Point localization data

▼

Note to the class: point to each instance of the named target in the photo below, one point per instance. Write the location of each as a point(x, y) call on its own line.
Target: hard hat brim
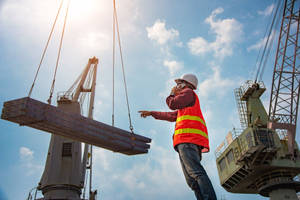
point(181, 80)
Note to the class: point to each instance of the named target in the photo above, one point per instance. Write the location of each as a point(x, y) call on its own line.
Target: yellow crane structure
point(259, 159)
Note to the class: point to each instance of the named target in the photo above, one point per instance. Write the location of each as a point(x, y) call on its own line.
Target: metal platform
point(41, 116)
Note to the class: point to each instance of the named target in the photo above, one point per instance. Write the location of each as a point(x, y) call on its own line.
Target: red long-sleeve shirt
point(184, 99)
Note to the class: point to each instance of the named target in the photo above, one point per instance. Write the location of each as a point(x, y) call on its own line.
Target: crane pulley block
point(29, 112)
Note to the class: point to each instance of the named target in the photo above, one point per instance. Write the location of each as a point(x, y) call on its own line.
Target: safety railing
point(230, 137)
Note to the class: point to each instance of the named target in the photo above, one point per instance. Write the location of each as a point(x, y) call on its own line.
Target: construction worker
point(190, 139)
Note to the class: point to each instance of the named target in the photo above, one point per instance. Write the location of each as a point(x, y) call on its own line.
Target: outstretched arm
point(168, 116)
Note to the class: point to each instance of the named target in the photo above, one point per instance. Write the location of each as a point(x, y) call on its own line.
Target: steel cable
point(58, 55)
point(122, 63)
point(45, 49)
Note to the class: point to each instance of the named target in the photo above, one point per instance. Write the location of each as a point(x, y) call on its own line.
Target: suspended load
point(45, 117)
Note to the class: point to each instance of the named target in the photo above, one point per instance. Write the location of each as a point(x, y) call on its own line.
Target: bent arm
point(168, 116)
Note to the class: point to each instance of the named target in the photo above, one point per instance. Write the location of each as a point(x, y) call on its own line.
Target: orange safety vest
point(190, 127)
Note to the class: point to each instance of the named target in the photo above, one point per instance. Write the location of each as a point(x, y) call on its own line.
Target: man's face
point(180, 85)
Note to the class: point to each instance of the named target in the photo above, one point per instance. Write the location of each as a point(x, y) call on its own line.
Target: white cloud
point(25, 153)
point(199, 46)
point(159, 33)
point(267, 11)
point(228, 32)
point(215, 84)
point(173, 66)
point(27, 162)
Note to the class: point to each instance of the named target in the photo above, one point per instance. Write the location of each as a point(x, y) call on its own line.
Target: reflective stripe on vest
point(190, 117)
point(191, 130)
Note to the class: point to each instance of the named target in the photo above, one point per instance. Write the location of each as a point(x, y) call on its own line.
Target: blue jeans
point(195, 175)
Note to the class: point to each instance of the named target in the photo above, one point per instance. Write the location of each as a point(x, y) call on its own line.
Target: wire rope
point(113, 71)
point(122, 63)
point(45, 48)
point(267, 46)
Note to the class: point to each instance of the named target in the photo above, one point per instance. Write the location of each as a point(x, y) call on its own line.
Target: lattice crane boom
point(284, 99)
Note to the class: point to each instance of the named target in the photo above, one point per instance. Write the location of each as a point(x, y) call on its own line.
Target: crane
point(64, 175)
point(258, 159)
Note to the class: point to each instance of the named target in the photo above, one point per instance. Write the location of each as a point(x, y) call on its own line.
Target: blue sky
point(161, 40)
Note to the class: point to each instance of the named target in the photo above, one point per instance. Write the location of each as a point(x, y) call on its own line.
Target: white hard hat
point(190, 78)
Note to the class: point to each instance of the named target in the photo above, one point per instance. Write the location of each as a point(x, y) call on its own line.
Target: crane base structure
point(256, 160)
point(29, 112)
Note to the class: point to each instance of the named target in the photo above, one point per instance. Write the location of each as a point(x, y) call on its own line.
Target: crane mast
point(65, 169)
point(284, 99)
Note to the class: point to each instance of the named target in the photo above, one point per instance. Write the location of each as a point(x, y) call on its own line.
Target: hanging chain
point(121, 55)
point(58, 55)
point(45, 49)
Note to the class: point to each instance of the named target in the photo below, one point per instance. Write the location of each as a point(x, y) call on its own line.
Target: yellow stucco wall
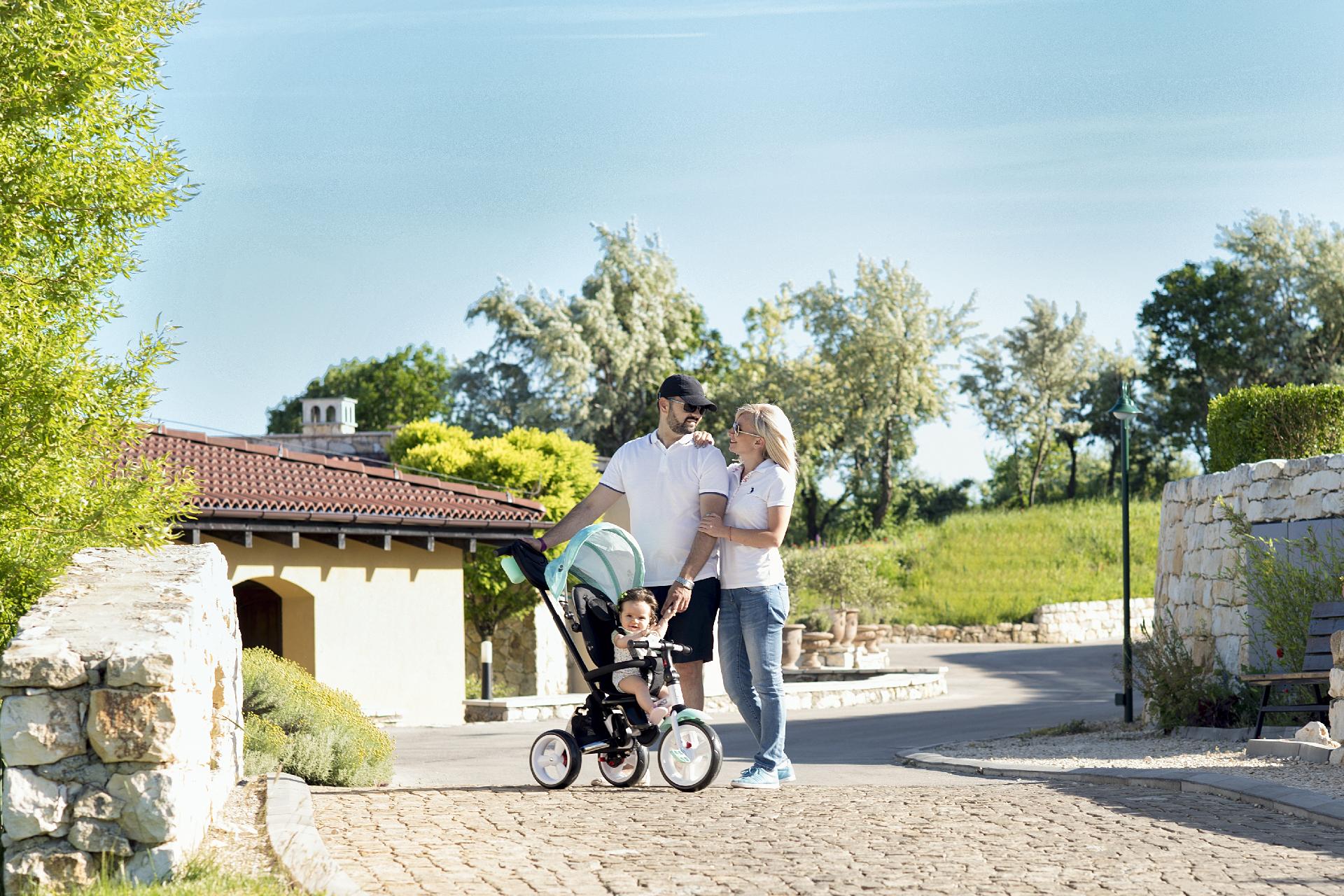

▲

## WHAT THE TASK REQUIRES
Copy every record exactly as it appears, apart from any pictures.

## EXERCISE SOLUTION
Note to the class: point to each instance of the named target in the photo below, one point per instance. Write the location of each as a point(x, y) call on its own line.
Target: hard hat brim
point(181, 80)
Note to the class: point to each instance of the named target in the photo above, one point per instance. Write the location of each as a point(x, y) call on its own line.
Target: yellow crane structure
point(259, 159)
Note to the class: point to each instance of the named target in the photo above, one point per instance. Write the location of each as a point(x, y) call on its own line.
Target: metal platform
point(41, 116)
Note to the class: point to each instance of the named target in the photo above, one point per instance. Write the location of each as a point(x, y) call on its own line.
Target: red long-sleeve shirt
point(184, 99)
Note to the class: point to each instance of the named target in the photo above, one point per instance. Write the location of each as a point(x, y) call on its own line.
Target: crane pulley block
point(29, 112)
Note to the class: point to each instance of the named target in the photo above, one point per instance. Write the location of each as a point(x, y) call on its own line.
Target: safety railing
point(230, 137)
Note to the class: point to each instance of the named target in the photo above, one point per instance. Write the location of each as a point(x, y) call on its own line.
Target: construction worker
point(190, 139)
Note to the class: point to each instance of the named target in the photo above, one point per instance. Write the location of each as a point(x, y) call on its own line.
Target: outstretched arm
point(168, 116)
Note to the class: point to each instance of the named target in the photo above, one point per instance. Write the location of each as a point(x, y) call on its own line.
Target: steel cable
point(58, 55)
point(122, 63)
point(45, 49)
Note to the class: point to each instance of the named target in the photo above, one point per instance. Write the location of each as a point(x, y) call on its own line.
Target: suspended load
point(45, 117)
Note to the class: point to each instance of the named target in the photo above, one point per instance. Write the location of each as a point(x, y) call on its own line.
Target: bent arm
point(168, 116)
Note to the class: point to each instance of the named target in the photo above, one point per instance. Write the location of each as a point(x, y) call on its own line.
Target: orange safety vest
point(190, 127)
Note to the class: point to each instance of the named target in the photo above, one point per instance. Write the location of each as a point(x, y) call on its own line.
Target: man's face
point(180, 85)
Note to the class: point to each instance of the named target in the photo above, one point per instance. Write the location of each as a point(x, y) call on its own line.
Target: white cloud
point(25, 153)
point(199, 46)
point(159, 33)
point(267, 11)
point(228, 32)
point(215, 84)
point(173, 66)
point(27, 162)
Note to the class: point to each instance of the named target in the photo above, one point per instance. Write the location of each as a point(x, y) call on its own line.
Target: reflective stripe on vest
point(190, 117)
point(191, 130)
Note to the class: point to each instance of the named target in the photo above, one point per instance. Write the location of each as a point(x, y) call on its own line.
Target: blue jeans
point(195, 175)
Note to the class: point to each instance of the named target in the photo above, one point per instance. Write the location of each as a point(x, y) call on its own line.
Target: wire rope
point(113, 71)
point(122, 63)
point(45, 48)
point(267, 46)
Note to the class: point to each instance of the named target in the photo above, one point per instance. Write the location of each as a point(x, y) call on its own line.
Target: lattice crane boom
point(284, 99)
Note to the class: point to each instance of the named target in the photo above, one point per instance. Write the location of each as a point(x, y) call on its own line.
Target: crane
point(64, 175)
point(258, 159)
Note to the class: point to each instance of the named target in the photo above, one point per instance. Write the location of each as a point(x, y) call on its own line.
Target: blue sky
point(161, 40)
Note to the class: point to each instance of the named target in the photo above, one point per instance. Write the location of each as a point(x, y) call on its own line.
Target: white hard hat
point(190, 78)
Note to the class: point to each instance of the named target in the photo above, one point per instance. Write the location of each as a point(x, y) call on its own line.
Target: crane base structure
point(256, 160)
point(29, 112)
Note to the class: point to each instance of the named target in the photo above, one point per instance. Write the location of each as a point(x, y) call on its own line.
Target: crane mast
point(65, 169)
point(284, 99)
Note to the class: point to each instance of the named target in the photo above, one point per instance. Write the location of each as a point(x, y) call on its own line.
Target: hanging chain
point(121, 55)
point(58, 55)
point(45, 49)
Note to the class: point to each instance of the named target in the photo below, one point per instance. Write the location of each as a point(x, y) call on its own line.
Target: yellow stucco wall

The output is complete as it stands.